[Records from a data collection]
__________
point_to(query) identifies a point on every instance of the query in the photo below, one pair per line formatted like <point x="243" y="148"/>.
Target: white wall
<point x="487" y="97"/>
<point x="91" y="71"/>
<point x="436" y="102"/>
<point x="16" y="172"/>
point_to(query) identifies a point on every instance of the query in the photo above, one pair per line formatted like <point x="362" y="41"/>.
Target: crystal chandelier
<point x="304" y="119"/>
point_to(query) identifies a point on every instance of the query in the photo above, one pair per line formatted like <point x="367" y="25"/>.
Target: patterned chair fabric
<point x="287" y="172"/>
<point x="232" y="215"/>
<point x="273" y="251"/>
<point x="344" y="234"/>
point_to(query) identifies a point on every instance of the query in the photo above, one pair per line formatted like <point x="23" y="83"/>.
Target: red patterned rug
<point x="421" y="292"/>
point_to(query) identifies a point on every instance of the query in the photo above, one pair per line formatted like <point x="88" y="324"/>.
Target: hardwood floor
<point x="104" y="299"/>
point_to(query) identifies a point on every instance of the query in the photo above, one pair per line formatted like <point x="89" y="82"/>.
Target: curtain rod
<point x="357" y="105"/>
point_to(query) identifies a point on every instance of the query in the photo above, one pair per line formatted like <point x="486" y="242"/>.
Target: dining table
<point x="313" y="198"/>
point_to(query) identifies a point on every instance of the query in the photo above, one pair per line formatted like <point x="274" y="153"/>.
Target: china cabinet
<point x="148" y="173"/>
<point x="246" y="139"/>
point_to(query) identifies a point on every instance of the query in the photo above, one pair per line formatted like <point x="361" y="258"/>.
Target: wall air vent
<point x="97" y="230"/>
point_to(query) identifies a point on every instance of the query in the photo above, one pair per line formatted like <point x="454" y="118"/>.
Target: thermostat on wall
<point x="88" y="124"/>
__________
AIM OF THE EXERCISE
Copy task for the entries above: every line with the string "photo".

FINISHED TASK
point_to(query) identifies a point on every instance of the query in the photo below, one pair per line formatted like <point x="243" y="148"/>.
point_to(query) identifies a point on every instance of the query in the photo above, one pair per line formatted like <point x="362" y="41"/>.
point_to(query) identifies a point on every instance of the query in the photo above, one pair per line formatted like <point x="367" y="25"/>.
point_to(query) identifies a point on every instance of the query in the photo above, one pair per line formatted like <point x="23" y="83"/>.
point_to(query) identifies a point on every instance of the query in the photo above, one pair per line formatted like <point x="88" y="324"/>.
point_to(query) identifies a point on every instance of the query in the photo above, one pair per line formatted like <point x="89" y="82"/>.
point_to(query) identifies a point on every instance of the query in the photo above, one pair per line formatted like <point x="486" y="242"/>.
point_to(query) identifies a point on every instance of the query in the photo above, one pair per line formatted like <point x="274" y="153"/>.
point_to(query) identifies a point on every instance of the query in the photo above, one pair per line formatted like <point x="361" y="258"/>.
point_to(query) identifies a point on every instance of the query in the photo above, one pair per line formatted like <point x="454" y="118"/>.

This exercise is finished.